● Vorliegender Text
<<<<
Der Sinn hinter „Essen auf Rädern“
Viele ältere, pflegebedürftige oder durch ein Handicap eingeschränkte Personen, haben dank Essen auf Rädern die Möglichkeit, in ihren eigenen vier Wänden wohnen zu bleiben und sich dabei einen gewissen Grad an Selbständigkeit und Lebensqualität zu erhalten. In vertrauter Umgebung zu essen ist gerade im Alter oder wenn gesundheitliche Beeinträchtigungen ins Leben getreten sind ein nicht zu verachtender Faktor in Sachen Wohlbefinden.
In aktuellen Zeiten von Corona, wo ein Lebensmitteleinkauf für obige Personengruppen mit einem ernstzunehmenden Infektionsrisiko verbunden ist, kommt noch ein wichtiger Aspekt hinzu: Sicherheit!
Nackte Zahlen
Hamminkeln hat 7 Ortsteile, die sich über eine Fläche von ungefähr 164 Quadratkilometer erstrecken. Um eine tägliche Auslieferung zu gewährleisten, sind alleine in Hamminkeln rund 250 ehrenamtliche Fahrer mit ihrem Privatfahrzeug unterwegs. Im Schnitt ist jeder 1 – 2 Mal pro Monat unterwegs.
Wir Ehrenamtler werden aktuell auf 11 verschiedenen Auslieferungstouren eingesetzt. Ich bin aktuell der Tour 9 zugeteilt, die hauptsächlich „The City of Hamminkeln“ ansteuert. Während eines Jahres werden insgesamt über 50.000 Mahlzeiten an Hamminkelner Bürger ausgeliefert und es sammeln sich – über alle Touren und Fahrer betrachtet – mehr als 165.000 Fahrkilometer an.
Beweggründe
Fragt man bei den ehrenamtlichen Fahrern nach dem WARUM, so kommt sehr häufig die Antwort:
„Ich möchte durch meine ehrenamtliche Tätigkeit der Gesellschaft etwas zurückgeben. Mir geht es schließlich gut.“
Bei mir persönlich verhielt es sich seinerzeit so, dass ich im Lokalteil meiner Tageszeitung einen Bericht über das Hamminkelner Modell von Essen auf Rädern las. In diesem Artikel war auch die Sprache davon, dass man gerade für die Lieferungen an den Wochenenden noch ehrenamtliche Fahrer suche.
„Warum nicht?! Zeit genug hast Du sonntags gegen Mittag eigentlich…“ kam mir damals spontan in den Sinn. Ich meldete mich kurzentschlossen bei der genannten Kontaktstelle.
Kurze Zeit später war ich dann auch schon „on the road“. Im Folgenden begleitet Ihr mich nun auf einigen Kilometern meiner heutigen Tour.
>>>>
● Datenauszüge
<<<<
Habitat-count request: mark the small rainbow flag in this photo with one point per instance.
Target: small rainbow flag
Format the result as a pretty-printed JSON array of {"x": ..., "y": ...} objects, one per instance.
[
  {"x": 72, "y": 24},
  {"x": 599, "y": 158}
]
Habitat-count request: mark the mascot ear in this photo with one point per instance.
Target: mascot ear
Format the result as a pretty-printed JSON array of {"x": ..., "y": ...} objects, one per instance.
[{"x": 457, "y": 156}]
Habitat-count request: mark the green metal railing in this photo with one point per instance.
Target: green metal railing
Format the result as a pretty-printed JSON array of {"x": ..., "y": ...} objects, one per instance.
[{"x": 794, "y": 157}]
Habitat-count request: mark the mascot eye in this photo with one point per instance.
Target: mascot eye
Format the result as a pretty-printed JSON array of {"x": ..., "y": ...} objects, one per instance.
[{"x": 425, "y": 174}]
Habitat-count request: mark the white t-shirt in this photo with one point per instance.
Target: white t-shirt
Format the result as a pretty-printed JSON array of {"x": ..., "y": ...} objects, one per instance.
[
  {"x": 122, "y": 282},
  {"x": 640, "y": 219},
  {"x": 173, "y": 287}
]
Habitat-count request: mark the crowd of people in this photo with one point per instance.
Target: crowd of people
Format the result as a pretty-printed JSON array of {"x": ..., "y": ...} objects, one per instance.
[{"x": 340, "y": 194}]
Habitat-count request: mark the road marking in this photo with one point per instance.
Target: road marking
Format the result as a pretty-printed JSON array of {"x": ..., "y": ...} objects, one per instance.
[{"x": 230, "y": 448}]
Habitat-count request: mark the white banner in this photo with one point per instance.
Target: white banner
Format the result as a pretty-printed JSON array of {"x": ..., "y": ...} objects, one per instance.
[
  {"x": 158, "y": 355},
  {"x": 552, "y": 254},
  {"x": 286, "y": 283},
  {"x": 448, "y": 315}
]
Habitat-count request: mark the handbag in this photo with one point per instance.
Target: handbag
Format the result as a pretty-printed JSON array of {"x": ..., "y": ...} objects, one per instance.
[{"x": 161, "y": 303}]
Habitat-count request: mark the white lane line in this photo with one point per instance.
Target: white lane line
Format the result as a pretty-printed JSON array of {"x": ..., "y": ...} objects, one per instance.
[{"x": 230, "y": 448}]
>>>>
● Arbeitsaufträge
1. Wie viele ehrenamtliche Fahrer sind laut dem vorliegenden Text allein in Hamminkeln unterwegs?
2. Stimmen die folgenden Aussagen mit dem vorliegenden Text überein? Beantworten Sie jede mit Ja oder Nein und zitieren Sie die entscheidenden Worte. (a) Hamminkeln besteht aus sieben Ortsteilen. (b) Die Fahrer liefern mit Dienstfahrzeugen der Stadt aus. (c) Im Jahr werden weniger als 30.000 Mahlzeiten ausgeliefert.
3. Schreiben Sie aus dem vorliegenden Text den Abschnitt von „Nackte Zahlen“ bis einschließlich „165.000 Fahrkilometer an.“ wortgetreu ab.

● Lösungen
1. Rund 250 ehrenamtliche Fahrer sind allein in Hamminkeln unterwegs.

2.
(a) Ja: „Hamminkeln hat 7 Ortsteile“
(b) Nein: „mit ihrem Privatfahrzeug unterwegs“
(c) Nein: „Während eines Jahres werden insgesamt über 50.000 Mahlzeiten an Hamminkelner Bürger ausgeliefert“

3.
Nackte Zahlen
Hamminkeln hat 7 Ortsteile, die sich über eine Fläche von ungefähr 164 Quadratkilometer erstrecken. Um eine tägliche Auslieferung zu gewährleisten, sind alleine in Hamminkeln rund 250 ehrenamtliche Fahrer mit ihrem Privatfahrzeug unterwegs. Im Schnitt ist jeder 1 – 2 Mal pro Monat unterwegs.
Wir Ehrenamtler werden aktuell auf 11 verschiedenen Auslieferungstouren eingesetzt. Ich bin aktuell der Tour 9 zugeteilt, die hauptsächlich „The City of Hamminkeln“ ansteuert. Während eines Jahres werden insgesamt über 50.000 Mahlzeiten an Hamminkelner Bürger ausgeliefert und es sammeln sich – über alle Touren und Fahrer betrachtet – mehr als 165.000 Fahrkilometer an.